Delicioso sabor a Dinamarca

Javier Becerra
Javier Becerra RETROALIMENTACIÓN

TELEVISIÓN

Después de haber usado mil y una vez la comparación con Borgen tras los resultados del 20-N, pocos amantes de las series deben quedar sin haber caído a los encantos Birgitte Nyborg. Tras ella estaba un sello: DR. Es la televisión pública danesa que impulsa estas ficciones que han seducido a medio mundo.

La última que pulula por nuestras pantallas es The Legacy. De nuevo logra establecer una relación muy particular con el espectador, dándole un cierto aire de familiaridad y, al tiempo, extrañeza. Tez blanca, cabellos rubios-casi-blancos, nombres imposibles, orden, nieve, ahumados y casas con la calefacción en el punto justo. Cuando vamos a Ikea a sentirnos europeos aspiramos a algo así.

En ese caso todo gira alrededor de la muerte de una artista referente en el arte contemporáneo. Y todas medias verdades que se guardaban en un cajón. Su descendencia opta por abrirlo y se emprende en una batalla donde se agotan todas las posibilidades de la traición. En el fondo se trata de eso tan morboso y explotado de la familia rica con ovejas negras, ovejas grises y alguna blanca. Pero esta vez con ese aroma tan gratificante y diferenciador.

La excelencia se extiende a toda la primera temporada. En la segunda cambia, estirando el chicle sin fundamento alguno. Yo, que la dejé en el capítulo 3, hubiera agradecido que me lo advirtieran. De nada.

▶ _Datos registrados_
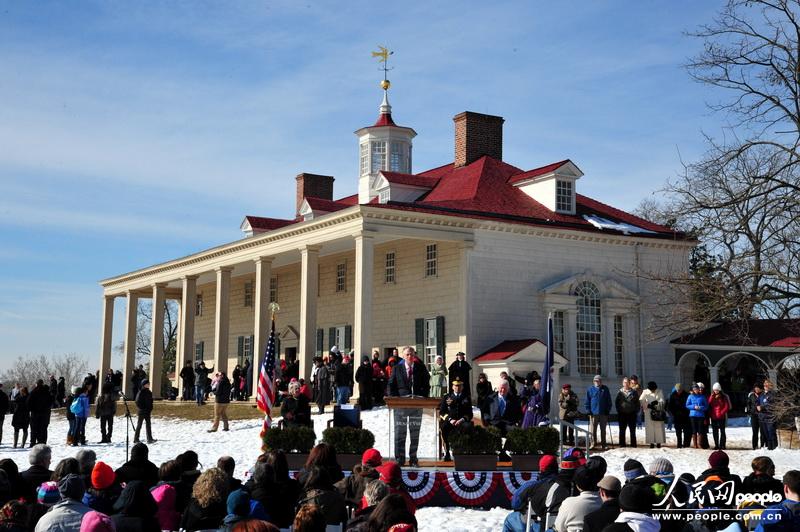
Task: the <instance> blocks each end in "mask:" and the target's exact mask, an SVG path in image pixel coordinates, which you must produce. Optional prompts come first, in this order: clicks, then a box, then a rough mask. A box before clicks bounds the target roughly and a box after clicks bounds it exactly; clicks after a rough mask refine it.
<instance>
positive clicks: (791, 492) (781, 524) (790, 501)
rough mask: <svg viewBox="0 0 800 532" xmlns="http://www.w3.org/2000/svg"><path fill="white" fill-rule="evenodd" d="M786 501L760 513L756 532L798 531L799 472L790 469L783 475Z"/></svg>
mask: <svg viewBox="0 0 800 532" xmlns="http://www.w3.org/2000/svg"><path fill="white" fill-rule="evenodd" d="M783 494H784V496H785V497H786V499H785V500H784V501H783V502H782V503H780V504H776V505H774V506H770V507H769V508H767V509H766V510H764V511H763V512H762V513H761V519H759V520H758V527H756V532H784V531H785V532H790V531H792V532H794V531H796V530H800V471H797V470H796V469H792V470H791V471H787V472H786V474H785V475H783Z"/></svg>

---

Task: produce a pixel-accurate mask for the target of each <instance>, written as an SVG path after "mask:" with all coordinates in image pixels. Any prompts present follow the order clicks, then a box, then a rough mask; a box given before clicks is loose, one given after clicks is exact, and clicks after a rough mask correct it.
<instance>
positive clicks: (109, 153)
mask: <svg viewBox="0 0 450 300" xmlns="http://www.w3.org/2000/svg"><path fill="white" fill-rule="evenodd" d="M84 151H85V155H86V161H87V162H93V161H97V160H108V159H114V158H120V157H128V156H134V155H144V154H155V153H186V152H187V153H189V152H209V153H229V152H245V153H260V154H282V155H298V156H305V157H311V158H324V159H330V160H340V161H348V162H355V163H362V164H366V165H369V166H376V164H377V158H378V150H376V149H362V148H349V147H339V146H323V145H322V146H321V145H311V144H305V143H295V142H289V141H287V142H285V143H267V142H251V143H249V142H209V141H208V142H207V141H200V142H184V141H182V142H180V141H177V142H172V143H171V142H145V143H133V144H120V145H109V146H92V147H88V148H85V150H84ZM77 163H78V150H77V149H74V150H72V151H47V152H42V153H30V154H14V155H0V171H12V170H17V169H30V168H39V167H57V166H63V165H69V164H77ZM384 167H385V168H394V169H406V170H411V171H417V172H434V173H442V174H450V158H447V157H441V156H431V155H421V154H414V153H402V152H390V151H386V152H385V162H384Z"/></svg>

▶ _Tarea A_
Transcribe tal cual el fragmento de la columna que comienza con las palabras "Delicioso sabor a" y acaba con "a medio mundo.".
▶ _Tarea B_
Di si cada afirmación concuerda con la columna, con sí o no, y cita literalmente las palabras de la columna que lo deciden. (i) DR es la televisión pública danesa. (ii) La segunda temporada de The Legacy mantiene la excelencia de la primera. (iii) The Legacy gira alrededor de la muerte de una artista.

▶ _Respuesta A_
Delicioso sabor a Dinamarca

Javier Becerra
Javier Becerra RETROALIMENTACIÓN

TELEVISIÓN

Después de haber usado mil y una vez la comparación con Borgen tras los resultados del 20-N, pocos amantes de las series deben quedar sin haber caído a los encantos Birgitte Nyborg. Tras ella estaba un sello: DR. Es la televisión pública danesa que impulsa estas ficciones que han seducido a medio mundo.

▶ _Respuesta B_
(i) Sí: "Es la televisión pública danesa que impulsa estas ficciones que han seducido a medio mundo."
(ii) No: "En la segunda cambia, estirando el chicle sin fundamento alguno."
(iii) Sí: "todo gira alrededor de la muerte de una artista referente en el arte contemporáneo."